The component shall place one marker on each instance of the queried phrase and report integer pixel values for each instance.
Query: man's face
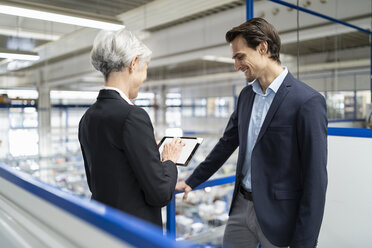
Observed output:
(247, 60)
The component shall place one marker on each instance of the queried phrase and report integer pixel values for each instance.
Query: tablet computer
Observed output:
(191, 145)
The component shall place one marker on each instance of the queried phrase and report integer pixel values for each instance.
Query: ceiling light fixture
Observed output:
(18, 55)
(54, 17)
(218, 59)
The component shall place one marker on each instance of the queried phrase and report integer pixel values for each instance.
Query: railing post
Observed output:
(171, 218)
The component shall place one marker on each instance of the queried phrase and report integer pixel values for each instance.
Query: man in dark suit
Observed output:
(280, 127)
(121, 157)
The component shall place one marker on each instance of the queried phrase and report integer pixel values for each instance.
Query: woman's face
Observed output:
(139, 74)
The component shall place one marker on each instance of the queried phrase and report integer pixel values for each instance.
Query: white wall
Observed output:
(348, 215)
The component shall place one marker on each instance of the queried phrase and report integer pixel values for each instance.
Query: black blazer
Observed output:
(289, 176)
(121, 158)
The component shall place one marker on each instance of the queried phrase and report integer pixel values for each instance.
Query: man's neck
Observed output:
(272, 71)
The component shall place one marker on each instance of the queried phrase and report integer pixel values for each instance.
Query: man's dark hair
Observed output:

---

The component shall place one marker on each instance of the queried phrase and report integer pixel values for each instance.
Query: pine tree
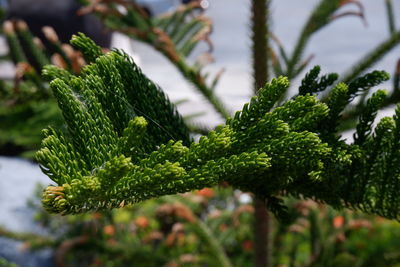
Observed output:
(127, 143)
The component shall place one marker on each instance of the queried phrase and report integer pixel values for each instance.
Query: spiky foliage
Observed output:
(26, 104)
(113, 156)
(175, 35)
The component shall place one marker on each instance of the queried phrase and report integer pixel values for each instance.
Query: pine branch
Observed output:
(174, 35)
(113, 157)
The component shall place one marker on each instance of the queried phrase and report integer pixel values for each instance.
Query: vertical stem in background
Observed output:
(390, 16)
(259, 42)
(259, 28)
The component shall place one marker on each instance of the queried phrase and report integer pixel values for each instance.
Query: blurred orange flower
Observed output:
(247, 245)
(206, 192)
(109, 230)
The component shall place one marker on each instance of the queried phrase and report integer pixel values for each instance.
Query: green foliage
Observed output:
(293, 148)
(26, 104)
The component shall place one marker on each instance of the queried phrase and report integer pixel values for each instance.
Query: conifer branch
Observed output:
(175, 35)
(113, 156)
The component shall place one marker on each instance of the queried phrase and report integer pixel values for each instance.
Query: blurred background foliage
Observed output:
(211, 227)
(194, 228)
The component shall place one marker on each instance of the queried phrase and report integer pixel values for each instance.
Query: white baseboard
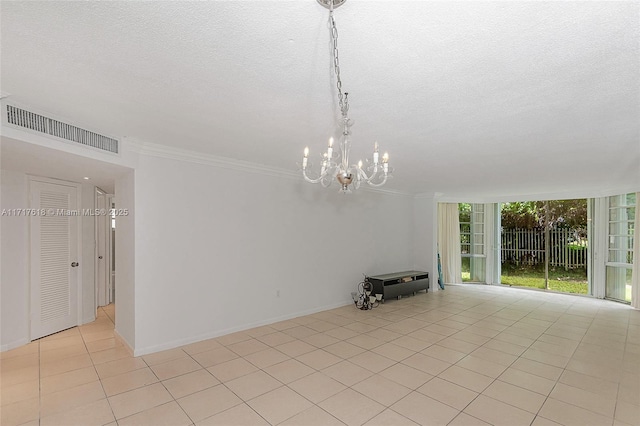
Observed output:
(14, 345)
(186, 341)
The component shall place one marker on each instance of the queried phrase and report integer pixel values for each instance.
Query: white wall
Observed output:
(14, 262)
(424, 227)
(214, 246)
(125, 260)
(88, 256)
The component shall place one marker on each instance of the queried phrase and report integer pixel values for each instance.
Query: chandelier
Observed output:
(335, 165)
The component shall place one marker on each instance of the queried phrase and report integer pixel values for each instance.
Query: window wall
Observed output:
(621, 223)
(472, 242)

---

> PROBLEM DESCRIPTION: Of the lines above, copy each that contains "dark".

> ANSWER SECTION:
Query: man in dark suit
Query: man's dark hair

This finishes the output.